*Text segment*.
^^^^
Posted by Charean Williams on February 4, 2022, 5:31 PM EST

The NFL transactions report had only one insignificant listing Friday: The Cowboys signed kicker Chris Naggar.

That means Tom Brady remains on the Buccaneers’ roster, three days after announcing his retirement.

The team can place Brady on the reserve/retired list or release him depending on what the sides work out. Tony Romo, for instance, requested his release from the Cowboys, who relinquished rights to him by cutting him in 2017. That allowed Romo an easier return to the NFL if he had ever wanted to come back from retirement.

Since he has another year on his contract, Brady’s rights will remain with the Bucs if the team places him on the reserve/retired list. (His deal also calls for void years in 2023, 2024 and 2025 for salary-cap purposes.)

The Bucs owed Brady a payment of $15 million in deferred signing bonus money Friday, but he technically owes the team $16 million in signing bonus money paid to him that he didn’t earn. General Manager Jason Licht said Tuesday he was working with Brady’s representation to come to an agreement.
^^^^
*Exercise description*.
According to the article about Tom Brady's roster status, why would Brady's rights stay with the Buccaneers if the team places him on the reserve/retired list? You won't need the rows that follow the article.
^^^^
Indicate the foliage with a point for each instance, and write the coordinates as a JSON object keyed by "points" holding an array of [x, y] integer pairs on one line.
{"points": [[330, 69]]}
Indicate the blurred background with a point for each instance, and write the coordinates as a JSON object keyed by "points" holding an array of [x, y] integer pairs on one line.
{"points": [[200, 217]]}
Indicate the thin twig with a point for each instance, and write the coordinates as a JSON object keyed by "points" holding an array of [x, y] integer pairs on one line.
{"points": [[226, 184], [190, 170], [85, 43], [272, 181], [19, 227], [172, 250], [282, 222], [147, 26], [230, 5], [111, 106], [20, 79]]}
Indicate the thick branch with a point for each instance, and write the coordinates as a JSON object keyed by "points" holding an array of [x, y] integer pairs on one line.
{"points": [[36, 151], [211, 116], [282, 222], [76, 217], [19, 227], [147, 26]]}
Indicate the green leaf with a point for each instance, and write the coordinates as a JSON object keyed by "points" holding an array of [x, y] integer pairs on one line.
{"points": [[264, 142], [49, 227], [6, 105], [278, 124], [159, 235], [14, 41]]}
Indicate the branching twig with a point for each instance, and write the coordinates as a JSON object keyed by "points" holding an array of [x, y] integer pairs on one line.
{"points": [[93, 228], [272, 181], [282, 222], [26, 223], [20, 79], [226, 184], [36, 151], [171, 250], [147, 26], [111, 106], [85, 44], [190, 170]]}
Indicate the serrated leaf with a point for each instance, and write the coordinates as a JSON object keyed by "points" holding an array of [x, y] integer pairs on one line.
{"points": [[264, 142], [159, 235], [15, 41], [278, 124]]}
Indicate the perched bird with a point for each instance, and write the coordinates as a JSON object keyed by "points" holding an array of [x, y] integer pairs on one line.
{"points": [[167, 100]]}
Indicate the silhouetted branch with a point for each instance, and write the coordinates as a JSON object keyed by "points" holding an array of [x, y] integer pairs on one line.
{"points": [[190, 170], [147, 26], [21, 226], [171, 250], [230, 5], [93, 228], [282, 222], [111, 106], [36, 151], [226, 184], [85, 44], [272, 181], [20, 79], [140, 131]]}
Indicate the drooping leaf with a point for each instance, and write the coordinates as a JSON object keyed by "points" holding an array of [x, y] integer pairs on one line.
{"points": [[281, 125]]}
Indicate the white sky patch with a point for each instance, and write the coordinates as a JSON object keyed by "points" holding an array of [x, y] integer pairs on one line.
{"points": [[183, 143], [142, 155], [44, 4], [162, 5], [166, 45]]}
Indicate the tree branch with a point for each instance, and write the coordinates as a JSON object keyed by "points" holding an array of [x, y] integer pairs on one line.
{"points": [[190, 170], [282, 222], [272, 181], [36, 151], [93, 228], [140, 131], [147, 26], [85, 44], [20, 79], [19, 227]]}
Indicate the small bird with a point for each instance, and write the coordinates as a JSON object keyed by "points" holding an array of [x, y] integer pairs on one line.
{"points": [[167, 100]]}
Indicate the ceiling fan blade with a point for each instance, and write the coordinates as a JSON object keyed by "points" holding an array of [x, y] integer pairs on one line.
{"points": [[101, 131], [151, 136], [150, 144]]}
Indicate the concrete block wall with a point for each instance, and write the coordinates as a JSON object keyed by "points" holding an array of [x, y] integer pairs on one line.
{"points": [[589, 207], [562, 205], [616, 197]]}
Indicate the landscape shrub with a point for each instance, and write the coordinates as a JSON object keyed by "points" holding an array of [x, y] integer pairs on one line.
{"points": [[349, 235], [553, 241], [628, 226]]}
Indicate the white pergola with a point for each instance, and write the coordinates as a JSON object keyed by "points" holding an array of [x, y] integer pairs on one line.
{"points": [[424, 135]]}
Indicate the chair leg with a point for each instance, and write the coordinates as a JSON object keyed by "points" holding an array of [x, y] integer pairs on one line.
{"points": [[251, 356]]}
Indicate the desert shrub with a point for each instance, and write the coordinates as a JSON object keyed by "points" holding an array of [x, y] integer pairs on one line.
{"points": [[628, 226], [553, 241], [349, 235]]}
^^^^
*Result below*.
Brady still has another year left on his contract. If the team places him on the reserve/retired list, the Buccaneers keep his rights.